Format every line of the records below as a numbered list, skipping blank lines and leaving out the pictures.

• _Task material_:
________

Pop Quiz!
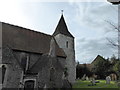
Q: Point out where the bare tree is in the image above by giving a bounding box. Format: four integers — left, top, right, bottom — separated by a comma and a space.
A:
106, 21, 120, 59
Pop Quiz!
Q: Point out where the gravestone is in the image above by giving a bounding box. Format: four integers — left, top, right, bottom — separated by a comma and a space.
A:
106, 76, 111, 84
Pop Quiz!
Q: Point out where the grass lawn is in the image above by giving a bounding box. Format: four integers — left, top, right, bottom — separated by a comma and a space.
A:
73, 80, 118, 88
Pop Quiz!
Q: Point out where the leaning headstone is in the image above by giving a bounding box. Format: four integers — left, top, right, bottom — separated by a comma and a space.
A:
91, 78, 96, 86
106, 76, 111, 84
82, 74, 86, 81
86, 76, 89, 81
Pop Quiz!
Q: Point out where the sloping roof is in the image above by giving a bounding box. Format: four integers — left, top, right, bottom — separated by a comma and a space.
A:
2, 22, 66, 57
53, 15, 73, 37
91, 55, 105, 64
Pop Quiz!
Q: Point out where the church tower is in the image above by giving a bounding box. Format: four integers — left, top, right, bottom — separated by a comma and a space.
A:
53, 14, 76, 84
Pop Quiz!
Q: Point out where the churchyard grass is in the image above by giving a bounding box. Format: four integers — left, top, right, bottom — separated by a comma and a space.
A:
73, 80, 118, 88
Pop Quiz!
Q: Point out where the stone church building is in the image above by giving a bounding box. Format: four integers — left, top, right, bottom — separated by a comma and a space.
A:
0, 15, 76, 90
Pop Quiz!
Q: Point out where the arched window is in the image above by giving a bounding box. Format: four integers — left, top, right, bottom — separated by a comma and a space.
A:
21, 53, 29, 72
66, 41, 68, 48
2, 65, 6, 84
24, 80, 35, 90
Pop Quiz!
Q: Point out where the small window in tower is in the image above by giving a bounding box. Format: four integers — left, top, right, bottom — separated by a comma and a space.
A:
21, 53, 29, 72
66, 41, 68, 48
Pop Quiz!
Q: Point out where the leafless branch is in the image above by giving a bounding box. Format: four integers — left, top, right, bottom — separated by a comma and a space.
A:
105, 20, 120, 32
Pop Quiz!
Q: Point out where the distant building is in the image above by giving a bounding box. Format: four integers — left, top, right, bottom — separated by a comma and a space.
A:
0, 15, 76, 89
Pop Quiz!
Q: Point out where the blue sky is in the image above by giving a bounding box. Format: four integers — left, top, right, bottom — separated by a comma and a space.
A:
0, 0, 118, 63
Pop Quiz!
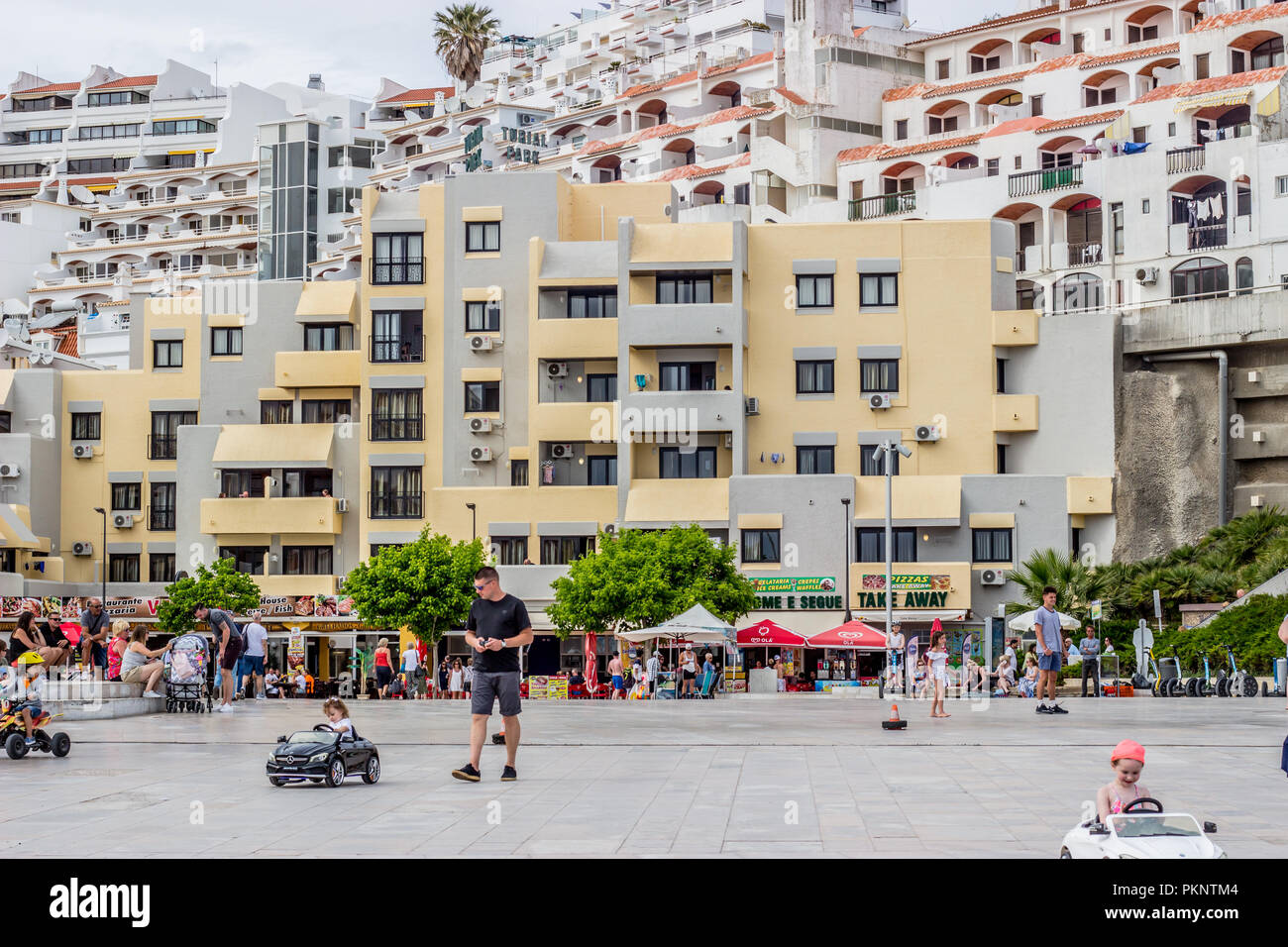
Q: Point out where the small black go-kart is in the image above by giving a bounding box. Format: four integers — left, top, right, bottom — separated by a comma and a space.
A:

________

• _Output of the exercise_:
1. Pop Quiz!
2. Q: Point out where the bare tree is in the image above by giving a bounding box. Format: four integers — left, top, right, bottom — separated by a comma and a space.
3. A:
4. 106, 21, 120, 59
5. Pop Quiz!
6. Q: Point out where the gravestone is in the image above by giving a bounding box. Format: four integers — left, top, right, bottom — separated by a comma and a space.
7. A:
8. 106, 76, 111, 84
9. Pop Quiz!
10. Q: Point out where the grass lawn is in the image above by giving a bounding box. Format: four integers — left, top, right, bottom — separated by a comma and a space.
11. A:
12. 73, 80, 118, 88
13. Pop Quiz!
14. Q: Point out where the leaning headstone is in the image above by giving a bounding box. Format: four integers — left, top, right, bottom — separated by a comma and a space.
15. A:
16. 91, 78, 96, 86
17. 106, 76, 111, 84
18. 82, 74, 86, 81
19. 86, 76, 89, 81
20. Pop Quiz!
21. Q: Point out where the sloping roof is in the image above by giving a bounding box. Format: four integers — left, top, right, bottom — separated by a comma and a space.
22. A:
23. 2, 22, 66, 57
24. 53, 15, 73, 37
25. 91, 55, 105, 64
26. Pop Quiz!
27. Q: Point out where the church tower is in the image above by giving a bounding box. Format: four integers — left, top, right, bottom — separated by a comma and a space.
28. A:
29. 53, 14, 76, 84
30. Pop Quiz!
31. Q: Point out where the churchyard grass is in the image above by giving a bounding box. Format: four integers — left, top, right, bottom — separated by a comma and a space.
32. A:
33. 73, 80, 118, 88
34. Pop Quiz!
35. Q: Point out where the stone church building is in the image above by giving a bounding box. Format: four integers — left, top, right, bottom — separated by a comma and a space.
36. A:
37. 0, 15, 76, 90
38. Pop Quiz!
39. Q: Point out where the arched window is in the image above by giving a bounding box. Format: four integers — left, top, right, bottom — separated by a comma and a space.
40. A:
41. 21, 53, 29, 72
42. 66, 41, 68, 48
43. 2, 65, 6, 84
44. 24, 80, 35, 90
45. Pop Quiz!
46. Q: Point out where the small window in tower is in the image above by giving a bounding box. Format: four integers — left, top, right, bottom — separated by a comma and a space.
47. A:
48. 21, 53, 29, 72
49. 66, 41, 68, 48
50. Pop Quiz!
51. Q: Point out where the leafless branch is in the image above by giving a bounding box. Format: four integers — left, top, right, bottom — separated by a comma and a space.
52. A:
53. 105, 20, 120, 32
54. Pop Quiz!
55. Q: Point out where the distant building is in the image above by giving a bounding box. Format: four integers — left, top, right, bottom — separated by a comma and a space.
56. A:
57. 0, 15, 76, 89
58. Pop Quiz!
59. Q: Point out where the blue sky is in the image above by giving a bounding box. Format: four integers — left, top, right, bottom — separated by a comma and a space.
60. A:
61. 0, 0, 118, 63
62. Pop Quiz!
63. Q: Point out where the small black go-kart is in the image above by giving a bounding box. Format: four integers — left, top, right, bottom — separated by a comma and a space.
64. A:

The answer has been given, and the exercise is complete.